§ **Prompt**: Output the records below as a JSON list of strings, one string per line, omitting any blank lines.
>> start Provided records
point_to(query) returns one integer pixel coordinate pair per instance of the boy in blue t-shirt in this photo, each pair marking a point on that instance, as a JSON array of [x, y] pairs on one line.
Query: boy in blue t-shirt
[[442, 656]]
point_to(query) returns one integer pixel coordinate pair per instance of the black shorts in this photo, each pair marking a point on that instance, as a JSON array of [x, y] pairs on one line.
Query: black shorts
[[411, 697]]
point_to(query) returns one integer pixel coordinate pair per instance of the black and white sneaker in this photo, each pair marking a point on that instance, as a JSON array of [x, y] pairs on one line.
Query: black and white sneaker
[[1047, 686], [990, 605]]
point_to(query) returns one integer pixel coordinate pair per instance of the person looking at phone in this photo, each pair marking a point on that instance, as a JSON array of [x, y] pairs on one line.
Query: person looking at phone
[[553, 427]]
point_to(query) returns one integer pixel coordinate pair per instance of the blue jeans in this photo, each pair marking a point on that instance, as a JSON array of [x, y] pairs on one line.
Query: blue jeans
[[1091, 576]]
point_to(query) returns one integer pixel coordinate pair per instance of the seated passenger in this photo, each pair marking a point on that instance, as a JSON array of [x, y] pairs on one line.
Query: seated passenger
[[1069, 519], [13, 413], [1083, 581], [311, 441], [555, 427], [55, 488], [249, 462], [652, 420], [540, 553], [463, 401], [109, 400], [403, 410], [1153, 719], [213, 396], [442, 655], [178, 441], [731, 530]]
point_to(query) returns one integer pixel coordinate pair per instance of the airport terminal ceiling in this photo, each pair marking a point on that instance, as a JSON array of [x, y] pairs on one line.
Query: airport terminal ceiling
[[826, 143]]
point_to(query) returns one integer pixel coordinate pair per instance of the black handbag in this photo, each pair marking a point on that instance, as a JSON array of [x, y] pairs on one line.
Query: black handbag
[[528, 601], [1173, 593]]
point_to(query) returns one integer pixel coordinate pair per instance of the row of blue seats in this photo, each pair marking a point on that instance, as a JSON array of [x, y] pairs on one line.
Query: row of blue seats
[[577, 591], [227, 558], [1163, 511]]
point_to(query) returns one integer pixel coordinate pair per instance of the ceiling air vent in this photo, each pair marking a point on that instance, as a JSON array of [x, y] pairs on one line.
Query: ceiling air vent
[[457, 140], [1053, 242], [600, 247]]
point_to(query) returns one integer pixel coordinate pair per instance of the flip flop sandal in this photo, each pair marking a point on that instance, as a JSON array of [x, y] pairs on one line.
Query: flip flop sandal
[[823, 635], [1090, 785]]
>> end Provided records
§ **Exercise result**:
[
  "point_to(query) returns one integer pixel coordinate pair per instance of the boy in blue t-shirt in this photo, each pair marking a point on that instance, as a JSON array of [x, y] pairs on one line.",
  "Query: boy in blue t-shirt",
  "[[442, 656]]",
  "point_to(query) returns one integer pixel coordinate pair per instance of the black shorts in this photo, each pair marking a point on that instance, as a JSON array of [x, y] pairs on one line.",
  "Query: black shorts",
  "[[411, 697]]",
  "point_to(query) returns one integer pixel coordinate pair per instance of the black and white sneaker in this photo, each pair marking a point on that instance, as a JSON array of [x, y] pairs on one line.",
  "Query: black and white sneaker",
  "[[1047, 686], [990, 605]]",
  "point_to(query) returns one integer pixel coordinate pair per instance of the person looking at phone in this photo, each pair marking a point on that instance, as a JSON array of [x, y] pairs on one line.",
  "Query: person looking at phone",
  "[[553, 427]]",
  "point_to(query) returns one integer pixel coordinate pair per instance of the blue jeans in this photo, each pair marking a point on that instance, as a JSON array of [x, y] pairs on one line.",
  "Query: blue jeans",
  "[[1091, 576]]",
  "point_to(query) returns one integer pixel coordinate pair per instance of the seated passenger in this photo, each pair marking a point on that instance, as a JSON array of [x, y] pairs on one line.",
  "Query: seated passenger",
  "[[1069, 519], [13, 413], [1083, 581], [311, 441], [555, 427], [55, 488], [249, 462], [652, 420], [540, 553], [463, 401], [109, 400], [403, 410], [1153, 719], [213, 396], [442, 655], [178, 441], [731, 530]]",
  "point_to(query) returns one integer pixel coordinate pair per instance of the airport terminal ceiling in this photo, each pair marking a point on that instance, as a JSON array of [x, y] pairs on one line.",
  "Query: airport terminal ceiling",
  "[[826, 143]]",
  "point_to(query) returns one integer pixel coordinate pair per instance of the black handbag in this photo, each pair marking a point on that instance, as a JSON array of [x, y] pairs on one line.",
  "Query: black handbag",
  "[[528, 601], [1173, 593]]",
  "point_to(query) returns one integer pixel coordinate pair per instance of the row of blue seats in this photo, each pair marking a point on that instance, as a JSON array of [x, y] pairs on one line.",
  "Query: row of blue seats",
  "[[577, 591], [227, 558], [1163, 511]]",
  "point_to(query) returns one integer pixel coordinate pair per instance of the ceiling air vent in this photo, each pair marking a point on that instance, as a JSON array of [x, y] pairs on one line.",
  "Query: ceiling air vent",
  "[[457, 140], [1053, 242], [600, 247]]",
  "point_to(query) returns one integer pixel coordinate pair per instance of the flip flop sandal in this photo, each pair marking a point on that instance, as a JSON array of [x, y] pairs on one line.",
  "Query: flip flop sandal",
  "[[823, 635], [1090, 785]]"
]